Work instructions:
Starting with the line that contains "Practice step: put a point on each instance of the small", reproduce each line through the end of the listing below, with no other output.

+++++

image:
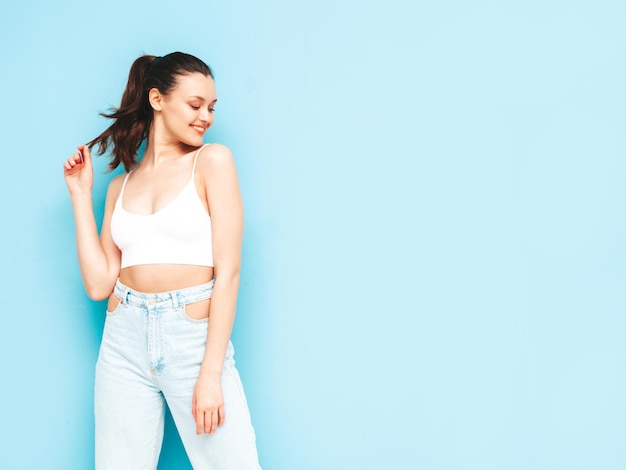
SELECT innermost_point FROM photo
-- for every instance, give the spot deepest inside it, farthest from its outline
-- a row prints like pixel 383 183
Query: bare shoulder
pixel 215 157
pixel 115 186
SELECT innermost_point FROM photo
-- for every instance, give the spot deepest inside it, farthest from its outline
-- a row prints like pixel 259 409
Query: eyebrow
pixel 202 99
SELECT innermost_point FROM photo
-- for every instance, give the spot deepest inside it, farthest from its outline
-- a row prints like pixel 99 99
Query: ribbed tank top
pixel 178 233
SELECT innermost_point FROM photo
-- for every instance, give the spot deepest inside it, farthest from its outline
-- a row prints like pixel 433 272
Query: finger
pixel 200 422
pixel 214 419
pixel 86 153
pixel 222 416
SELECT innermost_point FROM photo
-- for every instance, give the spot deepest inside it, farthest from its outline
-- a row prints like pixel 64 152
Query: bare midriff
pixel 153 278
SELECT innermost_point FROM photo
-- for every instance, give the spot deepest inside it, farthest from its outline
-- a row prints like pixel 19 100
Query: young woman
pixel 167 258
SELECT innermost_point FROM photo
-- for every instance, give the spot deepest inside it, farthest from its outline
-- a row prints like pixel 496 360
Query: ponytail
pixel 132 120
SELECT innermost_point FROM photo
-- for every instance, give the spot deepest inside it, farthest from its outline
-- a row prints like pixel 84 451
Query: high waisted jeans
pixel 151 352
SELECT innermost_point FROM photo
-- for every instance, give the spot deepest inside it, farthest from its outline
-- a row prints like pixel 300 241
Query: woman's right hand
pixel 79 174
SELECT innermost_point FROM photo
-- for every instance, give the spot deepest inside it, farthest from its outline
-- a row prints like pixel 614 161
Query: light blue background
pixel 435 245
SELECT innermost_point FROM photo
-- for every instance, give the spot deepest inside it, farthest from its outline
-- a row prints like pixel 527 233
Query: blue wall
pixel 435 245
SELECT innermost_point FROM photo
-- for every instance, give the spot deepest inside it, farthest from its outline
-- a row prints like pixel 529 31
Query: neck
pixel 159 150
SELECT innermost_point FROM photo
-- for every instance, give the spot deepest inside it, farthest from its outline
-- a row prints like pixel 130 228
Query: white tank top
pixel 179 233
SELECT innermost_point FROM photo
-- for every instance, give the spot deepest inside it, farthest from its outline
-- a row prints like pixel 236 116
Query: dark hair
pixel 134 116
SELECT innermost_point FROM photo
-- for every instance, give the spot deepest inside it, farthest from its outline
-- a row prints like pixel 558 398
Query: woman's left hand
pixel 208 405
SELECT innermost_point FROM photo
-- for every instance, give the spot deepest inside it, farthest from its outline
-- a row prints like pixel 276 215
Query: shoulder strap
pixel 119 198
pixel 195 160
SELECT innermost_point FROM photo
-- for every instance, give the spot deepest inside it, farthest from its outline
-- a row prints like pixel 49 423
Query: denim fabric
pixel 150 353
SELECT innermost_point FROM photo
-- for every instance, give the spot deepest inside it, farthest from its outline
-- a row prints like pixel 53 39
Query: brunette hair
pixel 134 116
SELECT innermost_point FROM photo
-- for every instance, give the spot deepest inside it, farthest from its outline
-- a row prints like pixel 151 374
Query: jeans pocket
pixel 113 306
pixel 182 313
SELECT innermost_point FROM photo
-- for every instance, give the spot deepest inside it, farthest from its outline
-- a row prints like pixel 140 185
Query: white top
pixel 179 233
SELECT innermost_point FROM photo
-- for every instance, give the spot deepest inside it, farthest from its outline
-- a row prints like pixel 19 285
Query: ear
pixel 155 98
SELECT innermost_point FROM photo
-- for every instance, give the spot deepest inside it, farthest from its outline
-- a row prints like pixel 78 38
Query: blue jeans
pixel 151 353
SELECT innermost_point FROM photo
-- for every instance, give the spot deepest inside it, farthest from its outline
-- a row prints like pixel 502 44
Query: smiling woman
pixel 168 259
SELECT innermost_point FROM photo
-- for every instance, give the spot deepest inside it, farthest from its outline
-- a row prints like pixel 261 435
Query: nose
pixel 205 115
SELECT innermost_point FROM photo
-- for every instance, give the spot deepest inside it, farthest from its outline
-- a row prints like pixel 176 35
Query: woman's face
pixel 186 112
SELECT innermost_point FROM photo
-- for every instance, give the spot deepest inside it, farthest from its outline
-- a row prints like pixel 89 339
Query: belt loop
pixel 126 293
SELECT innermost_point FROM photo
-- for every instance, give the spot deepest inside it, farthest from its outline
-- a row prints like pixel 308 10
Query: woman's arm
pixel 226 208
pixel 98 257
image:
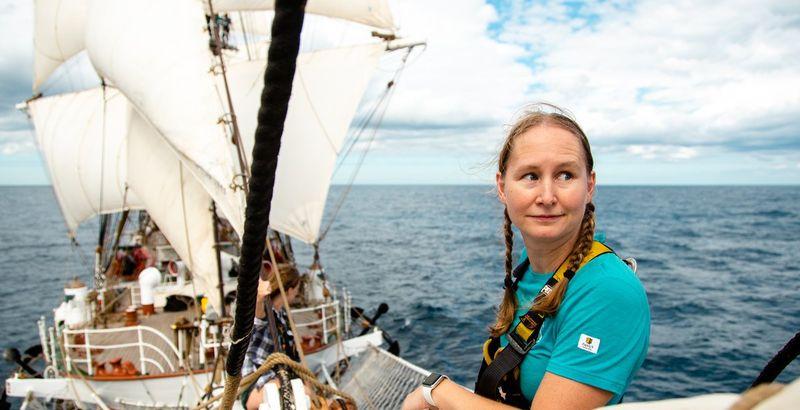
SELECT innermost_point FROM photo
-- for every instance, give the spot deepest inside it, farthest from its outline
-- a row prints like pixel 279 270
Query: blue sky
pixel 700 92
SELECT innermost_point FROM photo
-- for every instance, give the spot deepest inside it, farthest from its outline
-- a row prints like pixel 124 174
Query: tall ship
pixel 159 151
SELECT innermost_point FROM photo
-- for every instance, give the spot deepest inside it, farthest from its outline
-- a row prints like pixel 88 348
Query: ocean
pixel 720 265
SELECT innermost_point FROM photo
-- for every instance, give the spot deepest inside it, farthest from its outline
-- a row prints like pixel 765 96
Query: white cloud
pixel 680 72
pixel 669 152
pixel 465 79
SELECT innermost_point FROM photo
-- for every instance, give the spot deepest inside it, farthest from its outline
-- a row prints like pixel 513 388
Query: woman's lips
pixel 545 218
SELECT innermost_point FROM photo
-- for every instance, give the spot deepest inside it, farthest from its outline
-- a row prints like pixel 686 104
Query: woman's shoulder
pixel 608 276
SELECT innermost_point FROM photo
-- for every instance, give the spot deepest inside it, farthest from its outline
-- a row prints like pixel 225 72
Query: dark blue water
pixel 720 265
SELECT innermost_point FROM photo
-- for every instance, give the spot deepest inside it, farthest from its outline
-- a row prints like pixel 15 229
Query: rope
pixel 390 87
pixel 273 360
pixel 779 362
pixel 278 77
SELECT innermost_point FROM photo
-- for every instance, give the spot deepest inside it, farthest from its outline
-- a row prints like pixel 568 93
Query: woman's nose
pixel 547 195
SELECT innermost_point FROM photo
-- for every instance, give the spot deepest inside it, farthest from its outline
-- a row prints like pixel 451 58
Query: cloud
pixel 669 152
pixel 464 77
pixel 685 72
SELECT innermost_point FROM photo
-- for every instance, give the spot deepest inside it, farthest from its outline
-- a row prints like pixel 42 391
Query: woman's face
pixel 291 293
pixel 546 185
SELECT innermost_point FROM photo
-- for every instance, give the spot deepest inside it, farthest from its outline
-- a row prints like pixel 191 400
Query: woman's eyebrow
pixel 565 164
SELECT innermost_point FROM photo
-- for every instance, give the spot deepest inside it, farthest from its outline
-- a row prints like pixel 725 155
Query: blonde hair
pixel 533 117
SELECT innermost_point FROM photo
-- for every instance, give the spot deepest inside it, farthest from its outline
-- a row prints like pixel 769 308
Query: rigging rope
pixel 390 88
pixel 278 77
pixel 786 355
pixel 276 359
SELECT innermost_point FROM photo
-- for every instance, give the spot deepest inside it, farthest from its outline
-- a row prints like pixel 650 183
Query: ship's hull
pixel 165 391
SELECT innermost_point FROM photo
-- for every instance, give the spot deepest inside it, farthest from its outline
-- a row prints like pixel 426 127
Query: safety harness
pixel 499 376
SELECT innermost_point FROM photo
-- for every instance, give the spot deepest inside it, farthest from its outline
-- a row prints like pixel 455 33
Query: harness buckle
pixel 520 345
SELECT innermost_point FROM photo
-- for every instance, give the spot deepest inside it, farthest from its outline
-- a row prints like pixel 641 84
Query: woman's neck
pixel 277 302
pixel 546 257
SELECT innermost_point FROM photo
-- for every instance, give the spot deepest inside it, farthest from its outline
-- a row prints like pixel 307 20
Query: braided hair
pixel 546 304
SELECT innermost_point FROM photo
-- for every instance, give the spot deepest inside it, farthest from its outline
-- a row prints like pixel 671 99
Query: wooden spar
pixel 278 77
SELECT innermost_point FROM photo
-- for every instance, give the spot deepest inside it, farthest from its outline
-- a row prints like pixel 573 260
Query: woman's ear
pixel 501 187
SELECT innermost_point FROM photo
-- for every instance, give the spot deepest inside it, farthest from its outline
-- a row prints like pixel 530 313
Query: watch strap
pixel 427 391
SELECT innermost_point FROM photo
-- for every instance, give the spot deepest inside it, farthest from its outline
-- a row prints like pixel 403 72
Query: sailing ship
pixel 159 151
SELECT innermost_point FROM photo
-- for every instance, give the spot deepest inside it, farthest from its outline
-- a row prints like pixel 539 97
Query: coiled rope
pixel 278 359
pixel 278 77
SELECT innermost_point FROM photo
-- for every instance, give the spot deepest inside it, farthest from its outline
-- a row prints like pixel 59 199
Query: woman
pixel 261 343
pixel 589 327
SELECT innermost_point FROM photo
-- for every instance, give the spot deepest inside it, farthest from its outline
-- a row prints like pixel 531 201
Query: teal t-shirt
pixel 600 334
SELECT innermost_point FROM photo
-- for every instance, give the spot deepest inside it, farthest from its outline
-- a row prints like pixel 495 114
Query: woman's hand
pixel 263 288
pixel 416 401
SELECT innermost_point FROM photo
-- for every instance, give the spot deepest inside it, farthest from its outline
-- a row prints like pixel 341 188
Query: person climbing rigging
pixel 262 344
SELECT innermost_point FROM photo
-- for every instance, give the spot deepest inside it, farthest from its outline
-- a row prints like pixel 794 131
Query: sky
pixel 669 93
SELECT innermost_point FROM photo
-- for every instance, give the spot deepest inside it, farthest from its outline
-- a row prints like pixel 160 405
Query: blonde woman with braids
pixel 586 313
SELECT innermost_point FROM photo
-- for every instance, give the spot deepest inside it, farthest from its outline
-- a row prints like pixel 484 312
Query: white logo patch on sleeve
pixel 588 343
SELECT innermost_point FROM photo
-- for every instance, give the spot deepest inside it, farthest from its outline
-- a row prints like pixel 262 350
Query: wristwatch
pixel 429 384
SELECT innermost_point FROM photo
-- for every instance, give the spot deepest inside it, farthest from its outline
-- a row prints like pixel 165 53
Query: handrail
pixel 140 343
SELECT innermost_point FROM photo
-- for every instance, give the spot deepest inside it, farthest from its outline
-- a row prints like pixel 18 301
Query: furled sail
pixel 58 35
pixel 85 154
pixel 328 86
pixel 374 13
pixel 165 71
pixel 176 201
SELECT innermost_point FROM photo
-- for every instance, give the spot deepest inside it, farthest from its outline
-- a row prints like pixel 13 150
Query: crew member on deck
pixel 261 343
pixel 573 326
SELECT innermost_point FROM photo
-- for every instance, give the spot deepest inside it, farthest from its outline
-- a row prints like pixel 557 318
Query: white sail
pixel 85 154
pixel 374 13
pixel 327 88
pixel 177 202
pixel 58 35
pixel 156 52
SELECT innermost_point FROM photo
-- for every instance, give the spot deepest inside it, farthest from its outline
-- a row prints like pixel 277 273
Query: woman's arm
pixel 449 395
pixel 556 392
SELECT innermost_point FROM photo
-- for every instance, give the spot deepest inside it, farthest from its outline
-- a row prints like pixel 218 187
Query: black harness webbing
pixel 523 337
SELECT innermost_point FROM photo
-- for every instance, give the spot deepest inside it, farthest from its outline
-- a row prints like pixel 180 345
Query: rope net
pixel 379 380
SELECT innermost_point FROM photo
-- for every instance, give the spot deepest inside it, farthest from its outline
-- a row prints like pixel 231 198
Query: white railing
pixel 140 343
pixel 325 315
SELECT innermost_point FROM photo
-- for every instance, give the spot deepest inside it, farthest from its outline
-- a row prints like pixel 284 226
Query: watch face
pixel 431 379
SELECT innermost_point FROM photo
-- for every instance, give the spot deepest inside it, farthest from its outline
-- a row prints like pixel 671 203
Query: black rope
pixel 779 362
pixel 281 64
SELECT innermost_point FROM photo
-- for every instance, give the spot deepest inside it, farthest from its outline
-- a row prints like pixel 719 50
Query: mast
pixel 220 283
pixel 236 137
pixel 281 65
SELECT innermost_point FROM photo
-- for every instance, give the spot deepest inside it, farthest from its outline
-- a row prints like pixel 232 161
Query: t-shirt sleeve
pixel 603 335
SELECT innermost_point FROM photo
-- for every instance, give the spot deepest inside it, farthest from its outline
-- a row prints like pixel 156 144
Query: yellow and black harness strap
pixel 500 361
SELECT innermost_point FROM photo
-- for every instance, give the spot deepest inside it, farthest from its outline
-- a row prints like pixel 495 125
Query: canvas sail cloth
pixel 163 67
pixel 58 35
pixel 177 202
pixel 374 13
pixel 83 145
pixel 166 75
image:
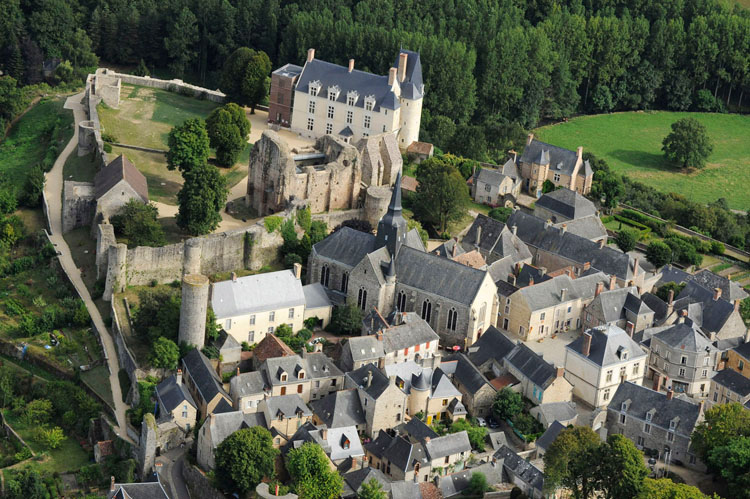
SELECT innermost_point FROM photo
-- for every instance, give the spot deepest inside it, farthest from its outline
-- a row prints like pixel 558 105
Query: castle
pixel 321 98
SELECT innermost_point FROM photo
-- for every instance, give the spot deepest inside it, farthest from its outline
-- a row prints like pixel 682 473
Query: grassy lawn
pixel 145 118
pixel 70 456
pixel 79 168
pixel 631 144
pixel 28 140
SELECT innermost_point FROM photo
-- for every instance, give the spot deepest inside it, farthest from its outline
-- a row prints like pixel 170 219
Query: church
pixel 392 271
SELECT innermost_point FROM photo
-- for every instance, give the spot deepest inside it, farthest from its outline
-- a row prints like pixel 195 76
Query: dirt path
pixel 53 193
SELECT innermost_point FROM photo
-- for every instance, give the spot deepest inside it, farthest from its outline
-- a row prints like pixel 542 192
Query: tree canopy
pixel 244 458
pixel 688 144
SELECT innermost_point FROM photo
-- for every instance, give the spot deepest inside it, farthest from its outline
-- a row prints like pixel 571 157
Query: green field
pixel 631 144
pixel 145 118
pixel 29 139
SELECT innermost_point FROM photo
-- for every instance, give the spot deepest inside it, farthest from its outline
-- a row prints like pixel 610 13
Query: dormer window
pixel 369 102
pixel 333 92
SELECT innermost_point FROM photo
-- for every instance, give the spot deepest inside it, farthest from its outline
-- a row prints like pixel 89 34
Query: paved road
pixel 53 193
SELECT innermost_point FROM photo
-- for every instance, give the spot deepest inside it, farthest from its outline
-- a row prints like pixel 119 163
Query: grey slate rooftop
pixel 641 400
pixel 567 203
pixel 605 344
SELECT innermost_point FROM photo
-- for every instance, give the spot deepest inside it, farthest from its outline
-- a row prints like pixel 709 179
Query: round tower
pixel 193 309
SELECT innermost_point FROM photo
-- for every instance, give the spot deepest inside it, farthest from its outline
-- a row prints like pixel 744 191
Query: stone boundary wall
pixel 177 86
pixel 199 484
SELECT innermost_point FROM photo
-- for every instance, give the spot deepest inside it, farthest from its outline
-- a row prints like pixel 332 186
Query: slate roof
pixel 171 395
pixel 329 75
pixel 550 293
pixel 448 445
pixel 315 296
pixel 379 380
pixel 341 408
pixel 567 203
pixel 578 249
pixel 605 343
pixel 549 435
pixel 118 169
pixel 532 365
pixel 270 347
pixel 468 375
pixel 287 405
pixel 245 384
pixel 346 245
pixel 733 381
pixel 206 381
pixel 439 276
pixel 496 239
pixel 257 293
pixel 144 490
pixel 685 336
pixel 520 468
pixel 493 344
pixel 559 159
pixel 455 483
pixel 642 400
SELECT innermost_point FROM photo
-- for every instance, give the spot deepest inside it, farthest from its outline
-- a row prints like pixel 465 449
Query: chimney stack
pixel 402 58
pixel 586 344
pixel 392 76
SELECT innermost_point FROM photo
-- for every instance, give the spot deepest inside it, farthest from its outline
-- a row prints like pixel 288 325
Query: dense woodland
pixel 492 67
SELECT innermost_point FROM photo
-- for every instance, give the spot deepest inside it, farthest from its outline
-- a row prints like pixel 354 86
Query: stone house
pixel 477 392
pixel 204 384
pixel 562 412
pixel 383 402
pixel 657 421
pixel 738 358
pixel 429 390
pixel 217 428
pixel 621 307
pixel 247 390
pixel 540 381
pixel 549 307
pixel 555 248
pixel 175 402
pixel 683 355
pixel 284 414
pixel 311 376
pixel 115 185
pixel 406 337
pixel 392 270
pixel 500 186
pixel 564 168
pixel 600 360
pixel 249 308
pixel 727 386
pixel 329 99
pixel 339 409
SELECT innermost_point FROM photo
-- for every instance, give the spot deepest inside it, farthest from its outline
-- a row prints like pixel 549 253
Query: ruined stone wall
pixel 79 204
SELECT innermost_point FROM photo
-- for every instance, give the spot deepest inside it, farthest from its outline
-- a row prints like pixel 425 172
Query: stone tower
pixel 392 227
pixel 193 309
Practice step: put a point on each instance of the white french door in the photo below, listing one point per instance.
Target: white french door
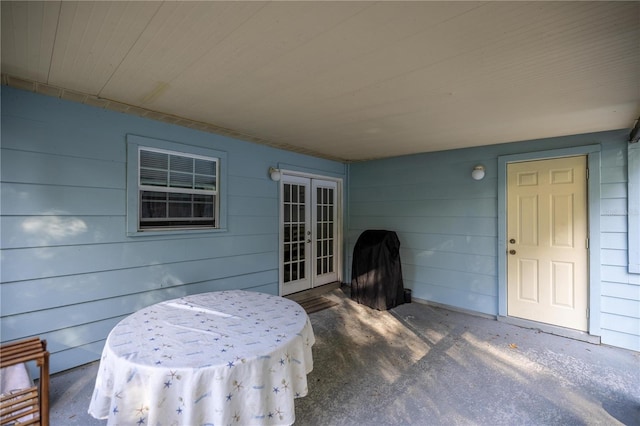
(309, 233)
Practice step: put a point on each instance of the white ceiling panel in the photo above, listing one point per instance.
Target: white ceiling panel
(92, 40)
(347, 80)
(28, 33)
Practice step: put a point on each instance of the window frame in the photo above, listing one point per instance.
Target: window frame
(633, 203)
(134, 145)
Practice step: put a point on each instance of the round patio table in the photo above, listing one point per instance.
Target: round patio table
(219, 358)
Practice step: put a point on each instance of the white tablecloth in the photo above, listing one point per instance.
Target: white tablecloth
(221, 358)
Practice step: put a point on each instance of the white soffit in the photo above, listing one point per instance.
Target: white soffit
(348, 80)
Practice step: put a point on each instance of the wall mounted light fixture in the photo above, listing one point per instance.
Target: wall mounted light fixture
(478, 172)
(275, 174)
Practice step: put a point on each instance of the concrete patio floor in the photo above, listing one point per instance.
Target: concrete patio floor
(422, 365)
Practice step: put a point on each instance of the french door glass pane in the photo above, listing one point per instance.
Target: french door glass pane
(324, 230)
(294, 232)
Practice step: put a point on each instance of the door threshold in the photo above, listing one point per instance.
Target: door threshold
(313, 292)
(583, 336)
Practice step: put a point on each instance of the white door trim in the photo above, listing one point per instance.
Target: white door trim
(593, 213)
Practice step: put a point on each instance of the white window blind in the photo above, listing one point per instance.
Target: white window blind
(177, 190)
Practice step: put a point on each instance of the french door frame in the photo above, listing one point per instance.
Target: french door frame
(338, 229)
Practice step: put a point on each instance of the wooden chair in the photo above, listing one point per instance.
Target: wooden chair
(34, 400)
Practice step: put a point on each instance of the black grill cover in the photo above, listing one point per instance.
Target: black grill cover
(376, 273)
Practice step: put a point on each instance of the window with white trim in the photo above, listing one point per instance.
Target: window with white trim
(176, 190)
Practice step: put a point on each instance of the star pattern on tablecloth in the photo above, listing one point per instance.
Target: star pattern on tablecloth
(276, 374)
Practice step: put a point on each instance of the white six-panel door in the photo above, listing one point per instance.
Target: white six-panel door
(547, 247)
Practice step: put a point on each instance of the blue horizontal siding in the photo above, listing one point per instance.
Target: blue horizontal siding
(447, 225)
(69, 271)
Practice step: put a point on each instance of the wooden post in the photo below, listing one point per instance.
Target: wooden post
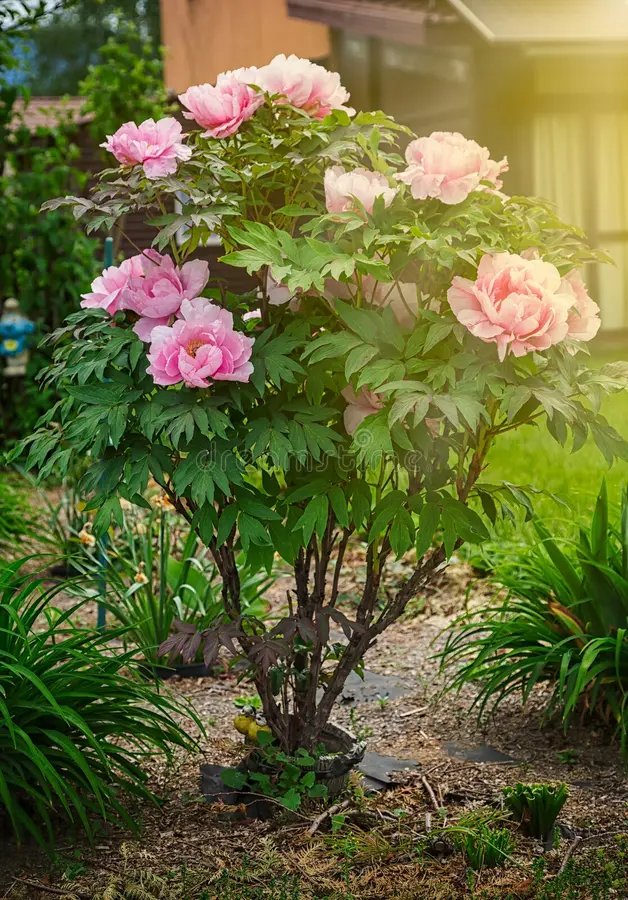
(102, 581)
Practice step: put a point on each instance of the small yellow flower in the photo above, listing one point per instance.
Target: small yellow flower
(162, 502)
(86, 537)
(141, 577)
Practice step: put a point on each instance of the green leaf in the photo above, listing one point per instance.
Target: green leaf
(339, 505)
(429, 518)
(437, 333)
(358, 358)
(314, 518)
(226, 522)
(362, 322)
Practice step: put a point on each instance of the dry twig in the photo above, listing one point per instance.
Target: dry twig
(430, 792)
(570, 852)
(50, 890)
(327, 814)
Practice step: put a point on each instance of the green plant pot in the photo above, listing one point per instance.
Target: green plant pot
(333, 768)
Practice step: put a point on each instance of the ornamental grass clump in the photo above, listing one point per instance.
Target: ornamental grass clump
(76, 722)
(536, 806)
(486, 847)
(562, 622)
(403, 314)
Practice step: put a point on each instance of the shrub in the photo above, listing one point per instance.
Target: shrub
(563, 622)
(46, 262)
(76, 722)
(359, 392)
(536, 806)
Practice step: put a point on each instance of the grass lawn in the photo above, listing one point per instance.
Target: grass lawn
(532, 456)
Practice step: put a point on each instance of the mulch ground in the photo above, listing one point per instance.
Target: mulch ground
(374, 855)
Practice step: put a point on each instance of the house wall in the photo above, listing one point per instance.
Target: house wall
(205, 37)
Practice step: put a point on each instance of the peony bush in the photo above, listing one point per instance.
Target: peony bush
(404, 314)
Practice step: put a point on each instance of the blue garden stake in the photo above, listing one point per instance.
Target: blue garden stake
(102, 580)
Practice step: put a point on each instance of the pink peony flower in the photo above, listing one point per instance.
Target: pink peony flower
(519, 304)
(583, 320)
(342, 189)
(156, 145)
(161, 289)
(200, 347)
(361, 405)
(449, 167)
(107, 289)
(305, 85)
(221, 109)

+++++

Full answer:
Practice step: put a point on each instance of the small yellow flower in the photo above, listing one point per instance.
Target: small yellow flower
(162, 502)
(86, 537)
(141, 577)
Practice step: put a point on each instance of the green leaf in the photo above, listing one point per instance.
Target: green leaf
(339, 505)
(429, 518)
(437, 333)
(358, 358)
(314, 518)
(226, 522)
(362, 322)
Practice step: put a point on each instance of the dry twig in the photo above, listing one point per instance.
Target: dry twig
(430, 792)
(570, 852)
(50, 890)
(327, 814)
Practice step: put a point on each instance of the green plant pot in the photo above, listing one point per instance.
Target: green plant pot
(333, 768)
Practice step: put a point on each instance of the ornamental grass clump in the photo above, listing one point per instance.
Target: ornamental grass clump
(76, 722)
(536, 806)
(486, 847)
(562, 622)
(403, 314)
Practice step: put a point on each instance of the shrub in the photo above, listing one point per instance.
Target: shrub
(563, 622)
(46, 262)
(76, 722)
(359, 392)
(536, 806)
Practice step: put a point on each instance of the grass lawn in the photo above, listing one point per instance.
Target: grass lawn
(532, 456)
Practice step: put a point on each instance of the mulch ground in the photo above, listing one point per instance.
Target: mulch ground
(374, 855)
Practice step: put a point on each instance of the house wall in the photo above, listing one point per instance.
Target: house wall
(205, 37)
Practice step: put a point on each instance of the peony bush in the photo above, listing one point per instance.
Target: peony bush
(404, 314)
Practice step: put a point on each instance of the blue garden stake in the photo above, listing one point per instance.
Target: blue garden stake
(102, 580)
Practice step: put a point on each instance of the pink peony flower in the photo above, listing one point per instance.
Target: pink peony flower
(519, 304)
(583, 320)
(342, 189)
(156, 145)
(161, 289)
(200, 347)
(361, 405)
(449, 167)
(107, 289)
(305, 85)
(221, 109)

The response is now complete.